[Object pointing dataset rows]
######

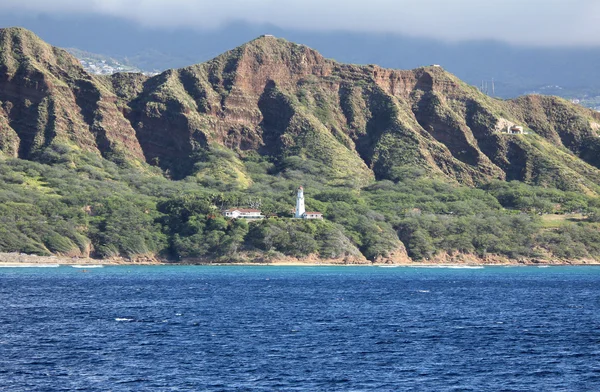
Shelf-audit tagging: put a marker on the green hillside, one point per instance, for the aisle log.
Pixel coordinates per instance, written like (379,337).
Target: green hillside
(405,165)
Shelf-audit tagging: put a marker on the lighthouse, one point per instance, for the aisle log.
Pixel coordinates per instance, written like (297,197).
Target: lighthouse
(300,210)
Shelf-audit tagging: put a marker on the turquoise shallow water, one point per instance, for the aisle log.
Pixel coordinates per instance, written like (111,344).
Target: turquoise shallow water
(300,328)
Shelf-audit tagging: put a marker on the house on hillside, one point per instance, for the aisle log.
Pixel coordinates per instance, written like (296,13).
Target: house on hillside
(312,215)
(516,130)
(241,213)
(300,210)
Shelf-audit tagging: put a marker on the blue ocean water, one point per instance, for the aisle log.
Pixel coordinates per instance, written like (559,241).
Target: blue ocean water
(300,329)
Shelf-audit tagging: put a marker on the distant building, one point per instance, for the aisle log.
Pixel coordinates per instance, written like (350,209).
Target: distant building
(241,213)
(312,215)
(516,130)
(300,210)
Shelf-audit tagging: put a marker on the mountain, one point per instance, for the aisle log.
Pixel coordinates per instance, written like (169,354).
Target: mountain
(262,119)
(567,71)
(283,100)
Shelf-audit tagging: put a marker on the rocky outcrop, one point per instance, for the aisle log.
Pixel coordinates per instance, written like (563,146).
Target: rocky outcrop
(280,99)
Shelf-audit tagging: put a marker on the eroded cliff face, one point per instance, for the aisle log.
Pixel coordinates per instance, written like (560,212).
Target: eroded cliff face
(47,98)
(285,100)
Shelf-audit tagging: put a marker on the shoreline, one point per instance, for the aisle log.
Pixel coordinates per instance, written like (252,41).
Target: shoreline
(20,260)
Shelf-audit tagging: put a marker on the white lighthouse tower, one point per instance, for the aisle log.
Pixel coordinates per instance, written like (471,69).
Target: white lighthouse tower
(300,210)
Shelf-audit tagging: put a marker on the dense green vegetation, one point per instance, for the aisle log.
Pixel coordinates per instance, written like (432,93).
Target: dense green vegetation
(78,203)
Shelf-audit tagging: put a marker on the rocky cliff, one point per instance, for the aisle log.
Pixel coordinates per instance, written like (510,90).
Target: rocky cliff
(282,100)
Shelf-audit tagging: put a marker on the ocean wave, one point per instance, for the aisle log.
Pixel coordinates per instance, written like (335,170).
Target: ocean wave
(29,265)
(450,266)
(88,266)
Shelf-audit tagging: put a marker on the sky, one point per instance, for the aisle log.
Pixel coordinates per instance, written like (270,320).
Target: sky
(523,22)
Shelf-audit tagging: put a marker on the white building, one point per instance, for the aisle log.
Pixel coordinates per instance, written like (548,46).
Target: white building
(240,213)
(312,215)
(300,211)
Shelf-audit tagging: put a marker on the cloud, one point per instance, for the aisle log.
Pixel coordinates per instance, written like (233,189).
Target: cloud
(540,22)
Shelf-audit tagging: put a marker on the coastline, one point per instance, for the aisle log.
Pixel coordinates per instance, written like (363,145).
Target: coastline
(19,260)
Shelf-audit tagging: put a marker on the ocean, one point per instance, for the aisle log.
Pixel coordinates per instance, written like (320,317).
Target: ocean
(237,328)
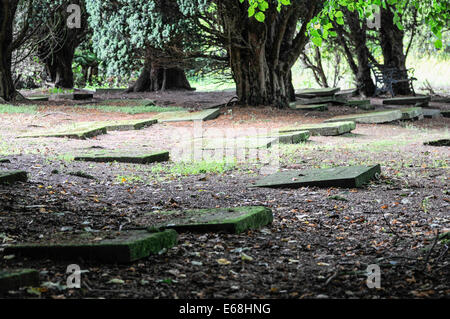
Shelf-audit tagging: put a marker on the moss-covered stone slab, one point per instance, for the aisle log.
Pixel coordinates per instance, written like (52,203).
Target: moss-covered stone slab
(370,117)
(181,116)
(105,247)
(231,220)
(348,177)
(258,142)
(407,100)
(313,107)
(432,113)
(9,177)
(442,142)
(317,92)
(412,113)
(323,129)
(115,156)
(15,279)
(80,133)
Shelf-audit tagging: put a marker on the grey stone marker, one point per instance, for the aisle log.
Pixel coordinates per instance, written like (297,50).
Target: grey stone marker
(106,247)
(412,113)
(9,177)
(348,177)
(324,129)
(15,279)
(369,118)
(407,100)
(231,220)
(432,113)
(105,156)
(181,116)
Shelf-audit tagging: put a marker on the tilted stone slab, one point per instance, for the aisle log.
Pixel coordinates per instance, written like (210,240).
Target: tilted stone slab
(407,100)
(106,247)
(313,107)
(442,142)
(181,116)
(231,220)
(9,177)
(15,279)
(369,118)
(412,113)
(348,177)
(105,156)
(431,113)
(324,129)
(257,142)
(80,133)
(317,92)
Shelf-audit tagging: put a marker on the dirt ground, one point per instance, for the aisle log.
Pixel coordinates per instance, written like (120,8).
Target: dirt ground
(319,245)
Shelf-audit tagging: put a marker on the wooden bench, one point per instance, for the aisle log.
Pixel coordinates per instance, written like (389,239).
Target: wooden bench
(386,77)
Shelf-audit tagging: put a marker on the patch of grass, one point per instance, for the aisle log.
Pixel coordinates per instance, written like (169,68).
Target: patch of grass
(194,168)
(18,109)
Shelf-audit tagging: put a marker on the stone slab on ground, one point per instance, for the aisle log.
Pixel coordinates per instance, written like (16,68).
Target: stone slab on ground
(348,177)
(115,156)
(80,133)
(231,220)
(313,107)
(250,142)
(106,247)
(431,113)
(407,100)
(15,279)
(9,177)
(181,116)
(442,142)
(412,113)
(323,129)
(370,117)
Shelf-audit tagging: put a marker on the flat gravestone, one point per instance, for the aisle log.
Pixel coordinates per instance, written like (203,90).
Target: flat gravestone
(127,125)
(231,220)
(407,100)
(313,107)
(106,247)
(9,177)
(348,177)
(432,113)
(15,279)
(412,113)
(442,142)
(324,129)
(317,92)
(81,133)
(115,156)
(181,116)
(258,142)
(369,118)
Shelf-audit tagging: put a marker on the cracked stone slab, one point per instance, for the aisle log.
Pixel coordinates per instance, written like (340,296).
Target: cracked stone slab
(103,246)
(231,220)
(9,177)
(15,279)
(181,116)
(323,129)
(105,156)
(347,177)
(407,100)
(370,117)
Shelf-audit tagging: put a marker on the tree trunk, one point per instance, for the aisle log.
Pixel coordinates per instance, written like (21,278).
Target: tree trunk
(262,54)
(7,12)
(391,41)
(155,78)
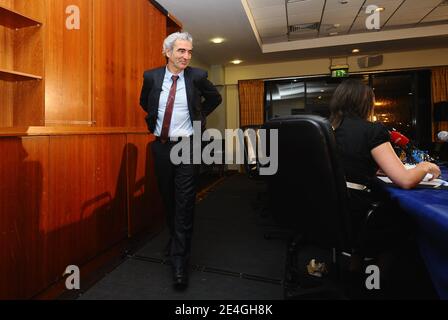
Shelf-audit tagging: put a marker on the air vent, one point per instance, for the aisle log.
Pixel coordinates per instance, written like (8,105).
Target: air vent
(303,26)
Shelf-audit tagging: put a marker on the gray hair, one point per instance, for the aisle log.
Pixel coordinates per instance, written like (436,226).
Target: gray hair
(168,44)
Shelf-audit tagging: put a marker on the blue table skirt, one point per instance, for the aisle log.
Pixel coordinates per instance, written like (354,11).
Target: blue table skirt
(429,208)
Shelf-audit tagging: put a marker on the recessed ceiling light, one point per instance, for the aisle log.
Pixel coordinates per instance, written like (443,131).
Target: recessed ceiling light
(217,40)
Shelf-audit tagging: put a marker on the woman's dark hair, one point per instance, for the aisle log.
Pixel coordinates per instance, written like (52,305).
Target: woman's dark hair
(352,97)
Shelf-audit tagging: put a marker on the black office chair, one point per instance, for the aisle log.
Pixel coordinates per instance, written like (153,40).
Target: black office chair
(309,191)
(252,168)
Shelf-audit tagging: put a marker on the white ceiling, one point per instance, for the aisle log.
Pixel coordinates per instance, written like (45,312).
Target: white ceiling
(256,31)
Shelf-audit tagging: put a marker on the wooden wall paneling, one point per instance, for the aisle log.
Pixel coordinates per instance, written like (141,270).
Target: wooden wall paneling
(7,3)
(145,213)
(23,206)
(124,47)
(88,190)
(68,65)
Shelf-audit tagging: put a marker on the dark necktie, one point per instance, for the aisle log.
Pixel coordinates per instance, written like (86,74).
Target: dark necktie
(169,110)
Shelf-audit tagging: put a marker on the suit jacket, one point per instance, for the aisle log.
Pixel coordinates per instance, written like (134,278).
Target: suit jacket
(197,86)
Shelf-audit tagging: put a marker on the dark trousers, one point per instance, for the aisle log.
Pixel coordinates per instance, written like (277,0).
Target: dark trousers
(177,186)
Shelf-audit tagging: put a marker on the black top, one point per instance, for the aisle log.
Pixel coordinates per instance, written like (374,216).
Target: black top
(355,139)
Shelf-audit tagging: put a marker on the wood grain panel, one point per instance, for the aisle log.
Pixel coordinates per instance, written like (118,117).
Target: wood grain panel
(28,50)
(124,46)
(28,107)
(68,63)
(6,48)
(34,9)
(23,205)
(6,103)
(145,206)
(88,191)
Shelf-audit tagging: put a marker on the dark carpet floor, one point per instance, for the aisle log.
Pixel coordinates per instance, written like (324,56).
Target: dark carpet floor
(231,259)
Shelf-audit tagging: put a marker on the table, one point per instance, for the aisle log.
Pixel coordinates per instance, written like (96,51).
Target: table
(429,208)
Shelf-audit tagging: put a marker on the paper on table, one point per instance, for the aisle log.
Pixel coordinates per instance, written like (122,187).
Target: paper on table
(433,183)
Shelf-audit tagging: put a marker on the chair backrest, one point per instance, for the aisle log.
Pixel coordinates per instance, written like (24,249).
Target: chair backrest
(309,189)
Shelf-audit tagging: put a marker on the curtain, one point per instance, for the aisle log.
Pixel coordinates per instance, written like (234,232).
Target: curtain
(439,88)
(251,94)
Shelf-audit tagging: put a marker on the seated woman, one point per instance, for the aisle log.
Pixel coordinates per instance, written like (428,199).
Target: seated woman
(364,147)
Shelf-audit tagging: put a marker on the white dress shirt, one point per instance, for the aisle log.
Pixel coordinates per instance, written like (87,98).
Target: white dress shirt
(180,125)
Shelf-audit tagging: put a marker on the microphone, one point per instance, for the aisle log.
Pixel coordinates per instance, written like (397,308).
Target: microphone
(399,139)
(443,136)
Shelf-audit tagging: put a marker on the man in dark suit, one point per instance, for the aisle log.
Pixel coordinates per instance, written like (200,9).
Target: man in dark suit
(174,96)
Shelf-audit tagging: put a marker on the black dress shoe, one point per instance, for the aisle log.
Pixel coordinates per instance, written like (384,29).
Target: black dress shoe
(167,250)
(180,280)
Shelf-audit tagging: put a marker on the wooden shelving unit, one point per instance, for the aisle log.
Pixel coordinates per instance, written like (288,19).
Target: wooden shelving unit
(15,20)
(9,75)
(21,63)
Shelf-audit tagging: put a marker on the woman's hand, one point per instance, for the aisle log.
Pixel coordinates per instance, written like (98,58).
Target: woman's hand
(430,168)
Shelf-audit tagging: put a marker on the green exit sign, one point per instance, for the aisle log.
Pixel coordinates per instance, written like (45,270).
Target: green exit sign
(339,73)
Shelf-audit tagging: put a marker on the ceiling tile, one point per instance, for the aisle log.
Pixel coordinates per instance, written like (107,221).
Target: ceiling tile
(412,11)
(264,3)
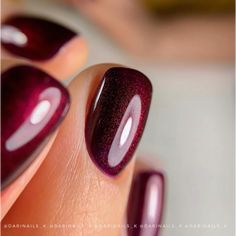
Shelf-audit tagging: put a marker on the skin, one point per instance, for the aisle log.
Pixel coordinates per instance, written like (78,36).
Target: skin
(63,185)
(73,54)
(186,38)
(67,186)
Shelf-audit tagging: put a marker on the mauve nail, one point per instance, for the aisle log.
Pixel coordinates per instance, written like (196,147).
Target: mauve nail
(145,204)
(117,117)
(33,104)
(33,38)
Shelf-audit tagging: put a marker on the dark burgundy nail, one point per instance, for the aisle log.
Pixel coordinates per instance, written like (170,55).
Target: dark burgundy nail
(32,105)
(145,204)
(33,38)
(117,118)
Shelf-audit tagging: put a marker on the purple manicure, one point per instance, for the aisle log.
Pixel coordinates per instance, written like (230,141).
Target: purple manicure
(146,204)
(33,38)
(33,104)
(117,118)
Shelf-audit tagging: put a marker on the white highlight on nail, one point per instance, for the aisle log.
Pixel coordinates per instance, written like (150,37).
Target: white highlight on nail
(10,34)
(40,112)
(126,131)
(153,200)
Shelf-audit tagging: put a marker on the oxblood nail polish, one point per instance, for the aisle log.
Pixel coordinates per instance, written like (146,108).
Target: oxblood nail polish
(117,118)
(33,104)
(145,205)
(33,38)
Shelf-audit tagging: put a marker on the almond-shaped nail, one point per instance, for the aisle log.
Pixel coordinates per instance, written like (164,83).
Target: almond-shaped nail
(33,104)
(117,117)
(145,204)
(33,38)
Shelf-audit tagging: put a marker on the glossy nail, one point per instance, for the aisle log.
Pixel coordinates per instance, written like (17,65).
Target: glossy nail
(117,118)
(33,38)
(145,205)
(33,104)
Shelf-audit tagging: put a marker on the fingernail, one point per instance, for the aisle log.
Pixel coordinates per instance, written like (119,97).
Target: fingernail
(33,104)
(33,38)
(117,118)
(145,205)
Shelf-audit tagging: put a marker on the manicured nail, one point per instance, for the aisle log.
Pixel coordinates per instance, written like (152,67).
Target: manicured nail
(117,118)
(145,205)
(33,104)
(33,38)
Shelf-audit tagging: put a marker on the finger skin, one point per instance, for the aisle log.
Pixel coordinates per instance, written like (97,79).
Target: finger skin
(12,192)
(68,188)
(65,63)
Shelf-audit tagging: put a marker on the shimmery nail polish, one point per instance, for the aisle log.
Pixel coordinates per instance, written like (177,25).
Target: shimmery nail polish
(33,38)
(33,104)
(117,118)
(145,204)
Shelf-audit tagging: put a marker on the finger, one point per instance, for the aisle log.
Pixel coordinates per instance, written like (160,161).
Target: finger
(146,201)
(81,187)
(33,104)
(51,46)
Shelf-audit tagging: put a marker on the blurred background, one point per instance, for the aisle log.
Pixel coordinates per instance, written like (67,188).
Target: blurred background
(187,50)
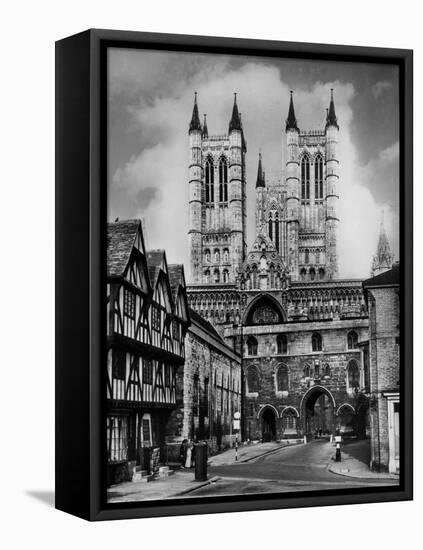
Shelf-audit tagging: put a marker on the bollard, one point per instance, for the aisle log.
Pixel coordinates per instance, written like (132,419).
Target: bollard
(201,462)
(338,453)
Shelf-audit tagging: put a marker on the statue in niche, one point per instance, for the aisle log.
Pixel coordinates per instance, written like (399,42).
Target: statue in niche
(263,264)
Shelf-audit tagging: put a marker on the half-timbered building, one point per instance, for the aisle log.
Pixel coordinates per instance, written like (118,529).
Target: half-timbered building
(146,327)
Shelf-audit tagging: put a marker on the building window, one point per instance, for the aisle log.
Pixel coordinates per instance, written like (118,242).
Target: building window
(353,375)
(252,345)
(282,344)
(282,378)
(253,383)
(277,232)
(117,438)
(223,180)
(155,317)
(352,340)
(318,177)
(316,342)
(209,181)
(306,256)
(129,304)
(147,371)
(119,365)
(305,178)
(167,375)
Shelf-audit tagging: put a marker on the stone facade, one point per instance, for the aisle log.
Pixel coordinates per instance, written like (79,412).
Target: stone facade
(382,294)
(209,388)
(300,330)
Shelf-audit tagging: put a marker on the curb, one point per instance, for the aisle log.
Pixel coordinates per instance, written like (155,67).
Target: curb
(255,457)
(203,484)
(355,476)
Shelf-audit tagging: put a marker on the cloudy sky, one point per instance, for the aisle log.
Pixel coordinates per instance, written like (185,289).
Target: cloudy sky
(150,99)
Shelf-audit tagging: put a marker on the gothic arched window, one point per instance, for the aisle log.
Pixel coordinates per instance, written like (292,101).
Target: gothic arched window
(253,381)
(305,178)
(316,342)
(252,345)
(318,177)
(223,180)
(352,340)
(282,378)
(209,173)
(277,231)
(353,375)
(282,344)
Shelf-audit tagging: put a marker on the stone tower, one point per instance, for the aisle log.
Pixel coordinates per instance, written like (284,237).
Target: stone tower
(383,259)
(293,191)
(311,199)
(217,203)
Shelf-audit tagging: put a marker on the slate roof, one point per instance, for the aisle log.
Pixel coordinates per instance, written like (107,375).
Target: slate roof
(205,325)
(388,278)
(120,240)
(154,262)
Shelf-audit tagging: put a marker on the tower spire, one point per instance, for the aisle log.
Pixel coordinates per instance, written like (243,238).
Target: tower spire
(331,119)
(260,174)
(235,122)
(383,259)
(195,124)
(291,121)
(205,132)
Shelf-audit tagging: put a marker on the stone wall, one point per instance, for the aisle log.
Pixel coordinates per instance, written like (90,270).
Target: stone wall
(384,369)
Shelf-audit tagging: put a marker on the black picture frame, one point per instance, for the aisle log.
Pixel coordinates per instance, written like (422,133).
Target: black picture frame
(80,252)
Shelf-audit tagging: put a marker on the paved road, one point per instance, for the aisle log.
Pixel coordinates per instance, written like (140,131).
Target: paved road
(297,468)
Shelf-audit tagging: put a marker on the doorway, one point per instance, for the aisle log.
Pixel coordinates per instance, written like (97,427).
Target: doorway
(268,425)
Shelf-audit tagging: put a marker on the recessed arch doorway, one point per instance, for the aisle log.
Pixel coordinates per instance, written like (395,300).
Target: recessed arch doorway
(318,411)
(268,417)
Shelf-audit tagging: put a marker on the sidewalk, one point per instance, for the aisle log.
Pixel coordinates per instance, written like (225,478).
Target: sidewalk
(248,452)
(355,459)
(180,483)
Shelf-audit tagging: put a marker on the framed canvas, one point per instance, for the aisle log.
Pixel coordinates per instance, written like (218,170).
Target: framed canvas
(234,289)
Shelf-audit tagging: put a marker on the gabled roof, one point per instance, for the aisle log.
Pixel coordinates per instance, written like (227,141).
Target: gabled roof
(156,260)
(121,236)
(388,278)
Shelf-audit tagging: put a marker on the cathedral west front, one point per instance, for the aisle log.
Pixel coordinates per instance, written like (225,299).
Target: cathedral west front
(300,330)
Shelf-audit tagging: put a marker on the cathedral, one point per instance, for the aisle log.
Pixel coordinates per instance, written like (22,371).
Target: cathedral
(300,330)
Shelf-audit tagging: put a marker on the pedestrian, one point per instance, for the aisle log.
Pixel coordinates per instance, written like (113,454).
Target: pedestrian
(183,452)
(188,460)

######

> **The task**:
Repeat word for word each line from the one with "Shelf-audit tagging: put a marker on the cathedral west" to the end of the records above, inclusive.

> **Exercise result**:
Shelf-audit tagging: put a marker on the cathedral west front, one point per instance, for the aisle log.
Pixel coordinates per instance, written like (225,299).
Target: cathedral west front
(300,330)
Shelf-audit tagging: put a marker on the cathedral, one point per instance, for the aisle log.
Pixel coordinates per instance, written like (22,371).
Target: cathedral
(300,330)
Shelf-audit tagging: put a marker on the pedestrian, one point per instance, for the aisle log.
Pixel coordinates per instance, written like (113,454).
Target: pedestrian
(183,452)
(188,460)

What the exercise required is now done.